--- Page excerpt ---

How operation of the anti-defection law has chipped away at the values of electoral accountability and representative democracy

In the last one year, India has witnessed several momentous instances which merit revisiting the Tenth Schedule of the Constitution – popularly referred to as the anti-defection law. Much has been said about the Tenth Schedule, with its constitutionality being challenged in 1992, and several reports narrating its ills and suggesting reforms to make it more workable. Most of these reports have alluded to the apprehension of bias caused by vesting the Speaker with the power to decide on disqualification on the ground of defection. The President or Governor acting on the advice of the Election Commission of India have been recommended as likely institutions that can impartially decide cases of alleged defection. 

Among other grounds, the Tenth Schedule mandates that a Member of Parliament (MP) or a State Legislative Assembly can be disqualified for voting/abstaining from voting on a matter against the directions of their party. Apprehensions against this provision are attributable to its endless capacity to curb intra-party dissent. Perhaps the time is ripe is to take a closer look at the values which the anti-defection law touches upon – electoral accountability, deliberative democracy, and India’s parliamentary system. This piece argues that a revamp of the anti-defection law must remain mindful of how the operation of the Tenth Schedule has been chipping away at these values.

Anti-defection law and the electorate – Not that remote a connection

In their most pristine form, elections are a mechanism by which citizens hold elected representatives accountable for responsive governance. The anti-defection law weakens this form of vertical accountability by allowing elected representatives to justify all their decisions on the sole ground of following the mandates of the party to which they belong. Vertical accountability of this kind bears significant limitations – the anti-defection law further disincentivises elected representatives to actively align their actions with the interests of the electorate. 

Perhaps the time is ripe is to take a closer look at the values which the anti-defection law touches upon – electoral accountability, deliberative democracy, and India’s parliamentary system.

In principle, a locally elected representative is closest to the people they represent (the constituents who elect them to power). However, in a bid to not attract the provisions of the Tenth Schedule, legislators can feel compelled to toe party lines even if that does not represent the will of their constituents. That leaves little room for a citizen to expect representative governance from their legislator whose ultimate aim would be to abide by the directions of their party.  

The electorate cannot expect any respite even in cases where legislators rebel and draw the ire of the Tenth Schedule. The crisis in Madhya Pradesh, where 22 Members of Legislative Assembly (MLAs) rebelled against former chief minister Kamal Nath, unfolded around the time when COVID-19 was beginning to make its presence felt in India. The crisis ultimately led to the toppling of the Kamal Nath-led Congress government. While the number of patients testing positive rose, the State remained bereft of a Cabinet, as well as a health minister, for almost a month after the first national lockdown was imposed.

--- Dataset content ---

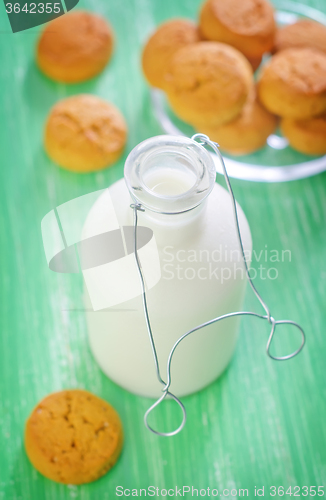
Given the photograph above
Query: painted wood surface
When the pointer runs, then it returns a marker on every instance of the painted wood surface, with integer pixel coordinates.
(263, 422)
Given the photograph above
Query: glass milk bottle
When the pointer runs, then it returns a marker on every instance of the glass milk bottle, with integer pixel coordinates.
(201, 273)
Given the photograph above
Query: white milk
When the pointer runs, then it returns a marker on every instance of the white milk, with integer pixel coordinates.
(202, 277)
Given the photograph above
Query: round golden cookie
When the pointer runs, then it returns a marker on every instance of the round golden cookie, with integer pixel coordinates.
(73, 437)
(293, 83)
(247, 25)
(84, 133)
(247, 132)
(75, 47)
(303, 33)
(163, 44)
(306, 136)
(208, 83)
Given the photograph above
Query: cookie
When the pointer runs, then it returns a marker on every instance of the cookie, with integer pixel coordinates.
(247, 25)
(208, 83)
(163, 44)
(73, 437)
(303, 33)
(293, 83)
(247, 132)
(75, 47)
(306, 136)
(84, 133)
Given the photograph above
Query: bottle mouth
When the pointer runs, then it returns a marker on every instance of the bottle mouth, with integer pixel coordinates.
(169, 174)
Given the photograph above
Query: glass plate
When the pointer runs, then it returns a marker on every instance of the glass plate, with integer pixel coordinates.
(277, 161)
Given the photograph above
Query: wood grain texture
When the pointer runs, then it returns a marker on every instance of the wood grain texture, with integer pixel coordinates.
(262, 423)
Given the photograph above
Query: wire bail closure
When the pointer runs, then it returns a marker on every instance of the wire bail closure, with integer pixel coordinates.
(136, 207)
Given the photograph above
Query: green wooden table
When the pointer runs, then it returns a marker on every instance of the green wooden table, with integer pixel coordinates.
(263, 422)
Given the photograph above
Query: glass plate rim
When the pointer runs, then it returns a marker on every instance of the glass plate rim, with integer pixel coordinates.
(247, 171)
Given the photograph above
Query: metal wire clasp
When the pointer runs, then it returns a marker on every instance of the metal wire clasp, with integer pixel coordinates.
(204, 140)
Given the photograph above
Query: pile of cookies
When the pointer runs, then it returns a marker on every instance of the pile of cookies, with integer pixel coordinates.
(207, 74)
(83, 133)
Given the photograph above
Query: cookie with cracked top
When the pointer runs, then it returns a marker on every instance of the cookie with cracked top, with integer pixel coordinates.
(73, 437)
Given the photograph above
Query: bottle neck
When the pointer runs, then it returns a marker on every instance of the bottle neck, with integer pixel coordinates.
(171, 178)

---

_Prompt_. According to the anti-defection law piece, how many MLAs rebelled against Kamal Nath in Madhya Pradesh? Answer from the anti-defection law piece alone, not from the listing.

_Result of the task_. 22 MLAs rebelled against him.